#### LEESTEKST
Kort na de middagstop bereikten wij het lokale Amazoniënwoud. Een uitgestrekt bos, doorsneden door kilometerslange, rechte, geasfalteerde fiets-en wandelwegen lagen voor ons te wachten. Hoewel het decors, voor ideale fietstochten en hoewel het zaterdag was, kwamen wij geen enkele andere fietser of laat staan een groep wielertoeristen tegen. Eens een wandelaar of een skeelerende skiër met stokken en al, maar fietsers? Noppes, nada, niks… Het was ons ondertussen al lang duidelijk dat wij overal als aliens werden bekeken want dat de fietscultuur in Duitsland enkel bestaat in de buurt van vlakke rivierpaden. Eens de valleien uit, waren er amper fietsers te spotten. Ook fietsenwinkels zijn daar een zeldzaam iets. Terwijl er bij ons om de vijf kilometer een fietsenwinkel of hersteller gevestigd is, zal het in Duitsland eerder om de vijftig kilometer zijn, en dan nog. Onze groep wekte wel nieuwsgierigheid want, velen durfden het aan om ons aan te spreken en te vragen van waar we kwamen en wat we aan het doen waren. De WTC als rariteitenkabinet, wie had dat ooit gedacht.

#### OEFENMATERIAAL

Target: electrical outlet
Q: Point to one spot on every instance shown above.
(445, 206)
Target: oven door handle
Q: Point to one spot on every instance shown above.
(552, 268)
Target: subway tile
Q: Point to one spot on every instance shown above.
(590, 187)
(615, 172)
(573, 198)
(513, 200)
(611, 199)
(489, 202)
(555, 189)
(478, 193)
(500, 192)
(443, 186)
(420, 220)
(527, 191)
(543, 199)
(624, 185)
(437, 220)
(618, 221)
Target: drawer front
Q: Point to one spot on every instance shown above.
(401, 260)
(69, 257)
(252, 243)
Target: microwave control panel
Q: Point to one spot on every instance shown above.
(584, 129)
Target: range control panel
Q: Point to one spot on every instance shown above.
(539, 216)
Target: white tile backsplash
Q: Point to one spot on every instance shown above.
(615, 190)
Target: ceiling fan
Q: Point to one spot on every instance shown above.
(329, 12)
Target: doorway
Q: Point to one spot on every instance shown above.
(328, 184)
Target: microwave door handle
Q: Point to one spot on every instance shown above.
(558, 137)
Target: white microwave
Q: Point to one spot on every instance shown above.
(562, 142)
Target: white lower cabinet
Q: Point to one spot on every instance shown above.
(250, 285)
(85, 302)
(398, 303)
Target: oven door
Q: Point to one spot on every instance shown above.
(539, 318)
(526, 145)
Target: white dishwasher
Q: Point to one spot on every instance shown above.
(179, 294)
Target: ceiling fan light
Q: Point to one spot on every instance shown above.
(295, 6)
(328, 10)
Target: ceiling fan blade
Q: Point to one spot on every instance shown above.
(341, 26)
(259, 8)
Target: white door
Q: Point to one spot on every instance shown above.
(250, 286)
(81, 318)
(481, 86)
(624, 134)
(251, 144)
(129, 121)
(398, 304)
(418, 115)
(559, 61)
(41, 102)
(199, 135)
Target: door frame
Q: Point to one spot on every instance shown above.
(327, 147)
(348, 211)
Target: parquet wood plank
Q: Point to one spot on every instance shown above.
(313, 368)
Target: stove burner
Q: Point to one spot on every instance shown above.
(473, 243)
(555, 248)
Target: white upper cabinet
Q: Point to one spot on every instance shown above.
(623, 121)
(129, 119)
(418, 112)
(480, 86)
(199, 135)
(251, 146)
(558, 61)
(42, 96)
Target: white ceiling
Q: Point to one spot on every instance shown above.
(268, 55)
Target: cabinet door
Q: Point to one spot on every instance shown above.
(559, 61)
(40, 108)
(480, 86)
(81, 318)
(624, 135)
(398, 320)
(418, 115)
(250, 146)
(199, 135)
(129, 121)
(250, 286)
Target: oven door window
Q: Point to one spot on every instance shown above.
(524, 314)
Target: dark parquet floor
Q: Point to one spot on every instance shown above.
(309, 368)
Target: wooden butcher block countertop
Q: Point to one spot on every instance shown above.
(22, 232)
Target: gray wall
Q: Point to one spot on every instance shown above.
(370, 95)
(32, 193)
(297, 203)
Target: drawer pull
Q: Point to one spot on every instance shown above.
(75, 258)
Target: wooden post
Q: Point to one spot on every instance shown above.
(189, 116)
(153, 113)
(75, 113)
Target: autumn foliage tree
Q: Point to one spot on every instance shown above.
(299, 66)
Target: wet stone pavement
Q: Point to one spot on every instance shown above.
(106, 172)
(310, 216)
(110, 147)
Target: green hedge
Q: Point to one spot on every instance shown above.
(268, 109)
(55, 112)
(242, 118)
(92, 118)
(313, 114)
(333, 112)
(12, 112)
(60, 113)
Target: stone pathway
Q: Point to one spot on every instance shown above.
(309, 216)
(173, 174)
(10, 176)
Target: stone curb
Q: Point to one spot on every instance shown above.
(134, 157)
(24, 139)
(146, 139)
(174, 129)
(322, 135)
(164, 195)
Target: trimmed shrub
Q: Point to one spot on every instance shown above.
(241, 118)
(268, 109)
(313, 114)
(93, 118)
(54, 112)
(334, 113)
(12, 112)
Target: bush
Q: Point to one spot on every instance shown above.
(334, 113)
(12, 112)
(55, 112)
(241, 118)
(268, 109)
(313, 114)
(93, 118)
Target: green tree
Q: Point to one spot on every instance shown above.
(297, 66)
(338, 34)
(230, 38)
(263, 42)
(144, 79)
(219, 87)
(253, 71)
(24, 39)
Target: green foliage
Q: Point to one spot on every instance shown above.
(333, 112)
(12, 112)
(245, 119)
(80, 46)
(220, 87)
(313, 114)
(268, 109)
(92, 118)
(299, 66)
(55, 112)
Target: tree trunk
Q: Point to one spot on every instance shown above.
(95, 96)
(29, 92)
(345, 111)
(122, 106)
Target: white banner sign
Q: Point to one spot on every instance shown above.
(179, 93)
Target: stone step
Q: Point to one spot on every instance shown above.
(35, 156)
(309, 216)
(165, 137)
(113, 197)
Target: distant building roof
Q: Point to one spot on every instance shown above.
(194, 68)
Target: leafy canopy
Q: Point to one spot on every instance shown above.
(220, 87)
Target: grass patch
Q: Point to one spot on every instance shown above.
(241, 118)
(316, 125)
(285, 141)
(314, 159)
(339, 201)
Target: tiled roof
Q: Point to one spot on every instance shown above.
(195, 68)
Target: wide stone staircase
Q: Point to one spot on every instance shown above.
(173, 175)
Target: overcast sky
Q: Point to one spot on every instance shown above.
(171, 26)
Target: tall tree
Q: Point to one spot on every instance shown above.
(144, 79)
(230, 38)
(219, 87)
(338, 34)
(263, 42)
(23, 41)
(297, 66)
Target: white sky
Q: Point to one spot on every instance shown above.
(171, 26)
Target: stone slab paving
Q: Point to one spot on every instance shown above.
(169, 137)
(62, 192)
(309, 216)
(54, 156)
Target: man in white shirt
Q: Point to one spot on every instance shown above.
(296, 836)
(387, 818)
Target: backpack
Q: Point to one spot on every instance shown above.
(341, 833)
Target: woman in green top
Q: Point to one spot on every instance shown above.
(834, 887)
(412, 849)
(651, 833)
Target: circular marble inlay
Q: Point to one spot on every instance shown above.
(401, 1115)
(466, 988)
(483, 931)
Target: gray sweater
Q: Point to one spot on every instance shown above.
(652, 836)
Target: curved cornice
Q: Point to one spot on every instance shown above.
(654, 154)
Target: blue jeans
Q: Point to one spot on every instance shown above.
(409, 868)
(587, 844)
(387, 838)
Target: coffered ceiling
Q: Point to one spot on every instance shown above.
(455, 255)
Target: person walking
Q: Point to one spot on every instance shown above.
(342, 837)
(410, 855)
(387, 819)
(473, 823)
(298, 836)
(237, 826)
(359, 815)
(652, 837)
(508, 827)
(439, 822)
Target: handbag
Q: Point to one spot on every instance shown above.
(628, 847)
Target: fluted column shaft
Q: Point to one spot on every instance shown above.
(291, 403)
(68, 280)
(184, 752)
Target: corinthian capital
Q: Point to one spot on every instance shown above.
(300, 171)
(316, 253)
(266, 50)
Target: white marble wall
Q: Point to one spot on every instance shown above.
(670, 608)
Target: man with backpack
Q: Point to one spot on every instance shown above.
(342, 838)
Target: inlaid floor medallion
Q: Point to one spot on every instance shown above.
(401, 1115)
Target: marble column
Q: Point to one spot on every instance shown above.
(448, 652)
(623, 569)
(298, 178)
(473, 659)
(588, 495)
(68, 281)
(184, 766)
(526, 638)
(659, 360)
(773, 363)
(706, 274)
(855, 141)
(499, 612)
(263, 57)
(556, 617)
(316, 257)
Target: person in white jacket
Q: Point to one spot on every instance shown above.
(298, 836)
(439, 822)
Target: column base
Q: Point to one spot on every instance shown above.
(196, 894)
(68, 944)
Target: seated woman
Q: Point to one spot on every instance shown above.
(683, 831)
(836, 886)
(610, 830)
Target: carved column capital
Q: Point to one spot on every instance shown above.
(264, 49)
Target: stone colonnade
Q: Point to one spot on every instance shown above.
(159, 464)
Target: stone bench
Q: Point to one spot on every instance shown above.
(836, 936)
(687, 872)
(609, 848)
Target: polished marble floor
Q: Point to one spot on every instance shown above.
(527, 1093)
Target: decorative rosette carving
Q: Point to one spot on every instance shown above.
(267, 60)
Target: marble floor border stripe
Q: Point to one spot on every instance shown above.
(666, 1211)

#### UIT TE VOEREN TAKEN
**A.** Verzamel uit de rijen elke regel waarin het woord "panel" voorkomt en schrijf die regels over.
**B.** Hervat de leestekst over de fietstocht door Duitsland en schrijf verder na de laatste zin.

#### ANTWOORDSLEUTEL
**A.**
Target: microwave control panel
Target: range control panel

**B.**
Eens het lokale Kravaalbos doorkruist, doken wij een laatste keer de vallei van de Rijn in, recht naar de overzetboot naar Königswinter. Ook dit had Kris weer prachtig ingepland. Op de woelige Rijn was het aangenaam dobberen en waande Alex zich zowaar Leonardo Di Caprio in de film Titanic. Alleen was zijn Kate in Keulen geld aan ’t opdoen in plaats van hem romantisch te vergezellen aan de reling van de boot. Eens aan de overzijde moesten we een keer of vier heen en weer rijden vooraleer we het juiste terras op de oever vonden. Maar eens gezeten, konden we ons te goed doen aan een frisse Bittburger. Kwam er daar plots een immense catamaran aangemeerd met aan boord naar schatting een 1500 in het zwart geklede heavy-metal fans, die op het schip een optreden hadden meegepakt van obscure groepen als Eisbrecher en Die Krupps. Geef ons dan maar Soudal-Quick Step en Jumbo Visma zou ik zo zeggen. De duistere dansers begonnen daarop de loopplank af te komen en begaven zich naar de binnenstad. Hier en daar bleek er ook iemand weggelopen uit een sm-kelder of een aflevering van Game of Thrones. Maar misschien dat zij ons in onze lycra koerskostummekes ook wel een beetje raar vonden. In ieder geval keken wij onze ogen uit en na drie consumpties mochten wij voor de laatste keer de hotelberg beklimmen. Alex moet zodanig ongerust zijn geweest over Bill dat hij omhoog vloog om toch maar snel iets van nieuws te vernemen over onze vermiste.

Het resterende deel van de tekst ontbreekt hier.